*Source:*
Common Questions Bruce Receives

1. How much will the inspection cost?
We are amazed that some clients will not inquire more about what credentials or insurance the inspectors should carry. The largest investment of a lifetime is reduced to the lowest price one can obtain. If a client went to a doctor or a lawyer, they would be more concerned about the abilities of those individuals to solve their problem. To choose the cheapest technician is placing one at great risk.

The level of experience of home inspectors varies greatly. Some take their training by open book correspondence courses. Others must go through the more rigorous and formal training offered at the British Columbia Institute of Technology, for which they receive university credits.

Some considerations that can change the cost of the inspections are: How old is the house? Older homes traditionally take longer to inspect because they have many deficiencies. This would translate to a lengthier report. Has the home been fully developed on all floors, which includes the addition of unauthorized accommodation? Is there a septic system in place, or a limited height crawlspace? Each home is unique and must be inspected on its merits. Our inspectors only inspect one house per day. Any extra time on site is not viewed as an additional charge. Also, the size of the home does not always determine the inspection fee.

*Given entries:*
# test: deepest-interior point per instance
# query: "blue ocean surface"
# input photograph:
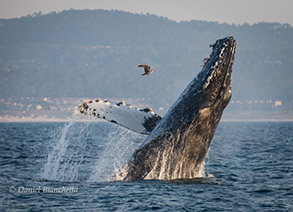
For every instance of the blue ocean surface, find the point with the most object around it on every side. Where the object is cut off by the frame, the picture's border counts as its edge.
(70, 167)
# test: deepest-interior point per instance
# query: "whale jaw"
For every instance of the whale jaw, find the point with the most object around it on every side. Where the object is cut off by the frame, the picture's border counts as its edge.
(177, 147)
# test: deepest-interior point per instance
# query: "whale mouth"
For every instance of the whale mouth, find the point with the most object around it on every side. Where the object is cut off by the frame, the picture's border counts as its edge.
(217, 69)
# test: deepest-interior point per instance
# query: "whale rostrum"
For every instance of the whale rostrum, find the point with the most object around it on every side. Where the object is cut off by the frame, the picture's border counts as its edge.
(178, 143)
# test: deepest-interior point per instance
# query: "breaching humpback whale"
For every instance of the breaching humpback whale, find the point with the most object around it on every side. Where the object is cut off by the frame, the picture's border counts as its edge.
(177, 143)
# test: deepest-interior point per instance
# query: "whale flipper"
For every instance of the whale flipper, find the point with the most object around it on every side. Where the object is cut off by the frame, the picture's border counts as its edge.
(142, 121)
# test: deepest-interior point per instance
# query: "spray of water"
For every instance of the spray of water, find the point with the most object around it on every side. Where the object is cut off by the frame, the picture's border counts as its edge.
(87, 151)
(120, 146)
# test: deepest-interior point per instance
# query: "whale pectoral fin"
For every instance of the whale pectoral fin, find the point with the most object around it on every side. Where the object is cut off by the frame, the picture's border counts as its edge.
(142, 121)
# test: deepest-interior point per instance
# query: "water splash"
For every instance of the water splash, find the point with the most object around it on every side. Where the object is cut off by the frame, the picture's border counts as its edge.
(120, 146)
(87, 151)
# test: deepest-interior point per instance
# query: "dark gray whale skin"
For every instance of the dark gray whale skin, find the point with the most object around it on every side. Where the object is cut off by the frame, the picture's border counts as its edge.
(177, 146)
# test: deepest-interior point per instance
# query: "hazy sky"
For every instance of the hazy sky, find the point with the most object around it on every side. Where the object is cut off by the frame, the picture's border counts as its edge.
(229, 11)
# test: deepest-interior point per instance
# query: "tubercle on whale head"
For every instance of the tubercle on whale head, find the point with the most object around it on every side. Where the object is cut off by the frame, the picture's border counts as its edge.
(213, 83)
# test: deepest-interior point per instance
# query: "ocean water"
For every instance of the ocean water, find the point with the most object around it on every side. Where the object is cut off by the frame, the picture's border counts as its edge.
(69, 167)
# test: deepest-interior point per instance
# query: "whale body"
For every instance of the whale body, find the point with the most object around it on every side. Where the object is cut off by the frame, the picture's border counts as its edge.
(178, 143)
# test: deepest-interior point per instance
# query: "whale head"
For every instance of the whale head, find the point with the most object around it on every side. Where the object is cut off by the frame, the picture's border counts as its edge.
(177, 146)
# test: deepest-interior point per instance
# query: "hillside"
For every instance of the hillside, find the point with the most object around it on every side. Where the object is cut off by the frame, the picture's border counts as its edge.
(96, 53)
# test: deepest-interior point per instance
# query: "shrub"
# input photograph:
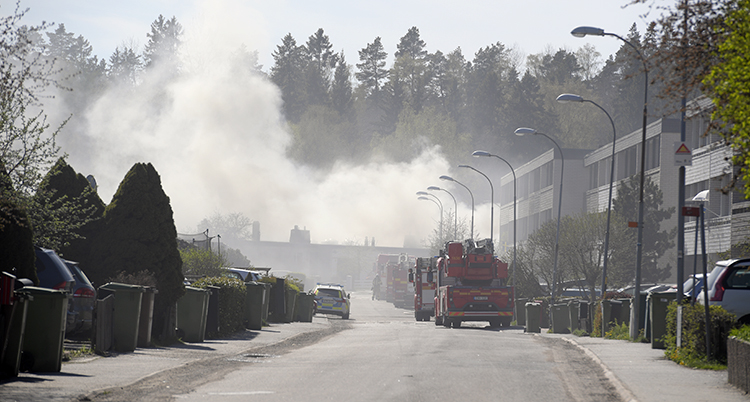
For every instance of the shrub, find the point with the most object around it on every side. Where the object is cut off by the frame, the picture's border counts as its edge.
(693, 347)
(231, 303)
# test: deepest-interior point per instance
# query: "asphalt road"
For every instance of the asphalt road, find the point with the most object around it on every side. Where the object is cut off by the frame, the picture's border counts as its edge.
(382, 354)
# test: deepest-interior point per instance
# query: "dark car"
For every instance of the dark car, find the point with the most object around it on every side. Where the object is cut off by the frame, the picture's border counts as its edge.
(52, 271)
(81, 307)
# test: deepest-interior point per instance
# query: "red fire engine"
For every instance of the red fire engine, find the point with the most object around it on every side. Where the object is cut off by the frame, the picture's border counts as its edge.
(472, 286)
(424, 288)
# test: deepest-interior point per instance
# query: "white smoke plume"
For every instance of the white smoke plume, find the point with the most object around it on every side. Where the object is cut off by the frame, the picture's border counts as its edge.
(219, 146)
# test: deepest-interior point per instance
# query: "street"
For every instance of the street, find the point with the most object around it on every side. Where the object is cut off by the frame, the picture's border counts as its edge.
(383, 354)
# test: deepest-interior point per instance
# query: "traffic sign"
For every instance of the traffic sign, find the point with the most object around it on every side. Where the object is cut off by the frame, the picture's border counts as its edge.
(682, 154)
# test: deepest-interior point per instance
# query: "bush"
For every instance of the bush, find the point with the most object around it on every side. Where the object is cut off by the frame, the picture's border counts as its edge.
(231, 303)
(693, 347)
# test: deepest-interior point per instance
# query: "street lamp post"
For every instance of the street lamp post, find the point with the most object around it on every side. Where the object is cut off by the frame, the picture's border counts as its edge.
(492, 201)
(580, 32)
(568, 98)
(521, 132)
(485, 153)
(455, 209)
(440, 204)
(448, 178)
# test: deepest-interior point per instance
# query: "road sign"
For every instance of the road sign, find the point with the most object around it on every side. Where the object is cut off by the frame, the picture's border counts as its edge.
(682, 154)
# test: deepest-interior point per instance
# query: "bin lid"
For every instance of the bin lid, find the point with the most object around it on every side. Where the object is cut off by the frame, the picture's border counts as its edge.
(35, 292)
(115, 286)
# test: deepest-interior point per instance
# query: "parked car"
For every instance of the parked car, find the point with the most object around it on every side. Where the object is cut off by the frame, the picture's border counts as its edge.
(729, 287)
(52, 271)
(246, 274)
(332, 299)
(81, 307)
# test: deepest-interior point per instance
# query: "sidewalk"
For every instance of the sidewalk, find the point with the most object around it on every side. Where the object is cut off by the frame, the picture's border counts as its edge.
(85, 375)
(642, 374)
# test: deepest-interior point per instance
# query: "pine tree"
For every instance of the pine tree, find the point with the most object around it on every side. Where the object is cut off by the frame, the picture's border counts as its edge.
(139, 234)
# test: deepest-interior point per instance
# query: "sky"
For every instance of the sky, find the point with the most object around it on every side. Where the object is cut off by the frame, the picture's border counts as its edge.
(529, 25)
(220, 143)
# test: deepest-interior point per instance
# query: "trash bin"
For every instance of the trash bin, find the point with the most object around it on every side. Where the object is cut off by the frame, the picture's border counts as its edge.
(13, 341)
(573, 312)
(560, 318)
(266, 300)
(658, 317)
(533, 317)
(254, 305)
(45, 329)
(146, 320)
(291, 299)
(212, 316)
(304, 307)
(192, 309)
(127, 313)
(520, 311)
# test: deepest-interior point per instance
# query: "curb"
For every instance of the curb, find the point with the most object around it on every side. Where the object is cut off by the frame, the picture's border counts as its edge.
(621, 389)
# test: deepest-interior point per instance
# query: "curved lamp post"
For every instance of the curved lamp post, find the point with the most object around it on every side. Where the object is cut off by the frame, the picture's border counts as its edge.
(455, 209)
(487, 154)
(571, 98)
(580, 32)
(448, 178)
(524, 131)
(440, 204)
(492, 201)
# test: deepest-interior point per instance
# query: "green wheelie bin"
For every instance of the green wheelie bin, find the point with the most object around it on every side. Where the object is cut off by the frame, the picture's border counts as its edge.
(192, 313)
(560, 318)
(45, 329)
(254, 305)
(533, 317)
(126, 315)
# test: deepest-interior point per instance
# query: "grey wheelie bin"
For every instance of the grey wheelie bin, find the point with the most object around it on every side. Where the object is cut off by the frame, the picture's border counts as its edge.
(126, 314)
(192, 311)
(45, 329)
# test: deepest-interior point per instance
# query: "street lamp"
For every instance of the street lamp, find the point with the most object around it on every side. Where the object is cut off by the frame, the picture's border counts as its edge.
(492, 201)
(570, 98)
(487, 154)
(424, 193)
(455, 209)
(521, 132)
(439, 204)
(580, 32)
(448, 178)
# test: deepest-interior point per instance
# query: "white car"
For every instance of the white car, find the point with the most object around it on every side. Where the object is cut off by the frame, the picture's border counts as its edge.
(729, 287)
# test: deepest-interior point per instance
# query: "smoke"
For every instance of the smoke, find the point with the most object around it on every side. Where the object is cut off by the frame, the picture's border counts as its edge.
(217, 138)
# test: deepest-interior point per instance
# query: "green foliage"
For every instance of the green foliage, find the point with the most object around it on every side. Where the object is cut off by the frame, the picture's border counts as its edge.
(742, 332)
(65, 210)
(138, 233)
(200, 262)
(693, 347)
(231, 303)
(731, 88)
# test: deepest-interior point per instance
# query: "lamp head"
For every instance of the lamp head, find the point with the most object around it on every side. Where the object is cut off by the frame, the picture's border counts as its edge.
(480, 153)
(521, 131)
(569, 98)
(701, 197)
(580, 32)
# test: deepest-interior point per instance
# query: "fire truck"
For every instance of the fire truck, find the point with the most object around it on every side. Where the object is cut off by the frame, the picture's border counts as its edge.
(424, 288)
(472, 285)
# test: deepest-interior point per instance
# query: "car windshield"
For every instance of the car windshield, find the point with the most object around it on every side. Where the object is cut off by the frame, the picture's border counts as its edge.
(328, 293)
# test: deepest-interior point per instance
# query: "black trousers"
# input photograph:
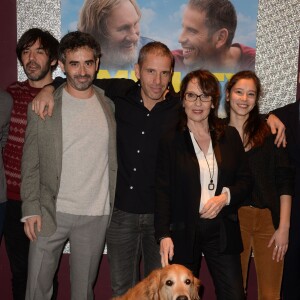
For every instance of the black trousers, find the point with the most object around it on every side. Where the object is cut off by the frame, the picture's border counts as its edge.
(291, 269)
(17, 248)
(225, 269)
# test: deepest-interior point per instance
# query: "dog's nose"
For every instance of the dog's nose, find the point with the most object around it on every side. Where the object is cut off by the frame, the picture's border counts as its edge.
(182, 297)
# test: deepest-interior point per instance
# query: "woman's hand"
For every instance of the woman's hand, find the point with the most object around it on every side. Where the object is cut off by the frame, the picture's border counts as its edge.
(280, 239)
(213, 206)
(166, 251)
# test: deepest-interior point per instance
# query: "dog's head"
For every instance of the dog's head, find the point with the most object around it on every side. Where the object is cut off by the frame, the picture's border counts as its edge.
(178, 283)
(174, 282)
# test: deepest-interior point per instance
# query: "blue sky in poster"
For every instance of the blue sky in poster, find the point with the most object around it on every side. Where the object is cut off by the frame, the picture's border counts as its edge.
(161, 19)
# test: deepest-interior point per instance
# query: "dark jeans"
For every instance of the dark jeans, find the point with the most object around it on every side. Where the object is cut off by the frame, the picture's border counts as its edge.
(2, 215)
(17, 248)
(225, 269)
(130, 237)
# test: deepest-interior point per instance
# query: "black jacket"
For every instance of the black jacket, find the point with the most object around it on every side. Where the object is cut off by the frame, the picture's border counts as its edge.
(178, 190)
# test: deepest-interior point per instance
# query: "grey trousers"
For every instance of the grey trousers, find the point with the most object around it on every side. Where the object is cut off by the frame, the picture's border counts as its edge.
(86, 235)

*Task list:*
1. Reproduce the home inspection text word for word, starting with "Common Questions Bruce" and going on through "receive university credits.".
2. Write what comes next in the home inspection text, picking up after its last sentence.

*Task-by-task results:*
1.
Common Questions Bruce Receives

1. How much will the inspection cost?
We are amazed that some clients will not inquire more about what credentials or insurance the inspectors should carry. The largest investment of a lifetime is reduced to the lowest price one can obtain. If a client went to a doctor or a lawyer, they would be more concerned about the abilities of those individuals to solve their problem. To choose the cheapest technician is placing one at great risk.

The level of experience of home inspectors varies greatly. Some take their training by open book correspondence courses. Others must go through the more rigorous and formal training offered at the British Columbia Institute of Technology, for which they receive university credits.

2.
Money: Let's put things in perspective. If you're buying a $300,000 house and the inspection fee is $500, that's less than .02% of the cost of the house! Most real estate agencies charge 3% to 7% to sell a home. That equates to $9,000 to $21,000 for a $300,000 house. And the realtor assumes very little, if any, responsibility for the condition of the house. They rely on the homeowner to reveal deficiencies in the Property Disclosure Statement. It is the inspector who takes the risk. $500, or whatever the cost may be, is very little for assuming such responsibilities.

The cost of the home inspection is a bargain, even if you paid $1,000 for the inspection.

The value of the inspection and a well-prepared report can be measured by its usefulness. If you were given one of those checklist type of reports, as opposed to the comprehensive report we provide, the checklist could leave out a lot of useful details. Our report, complete with photographs, will make it crystal clear to all parties just what the true condition of the house is. The only way to reduce the asking price of a house is to be able to present photographs to the selling realtor that clearly exhibit the deficiencies.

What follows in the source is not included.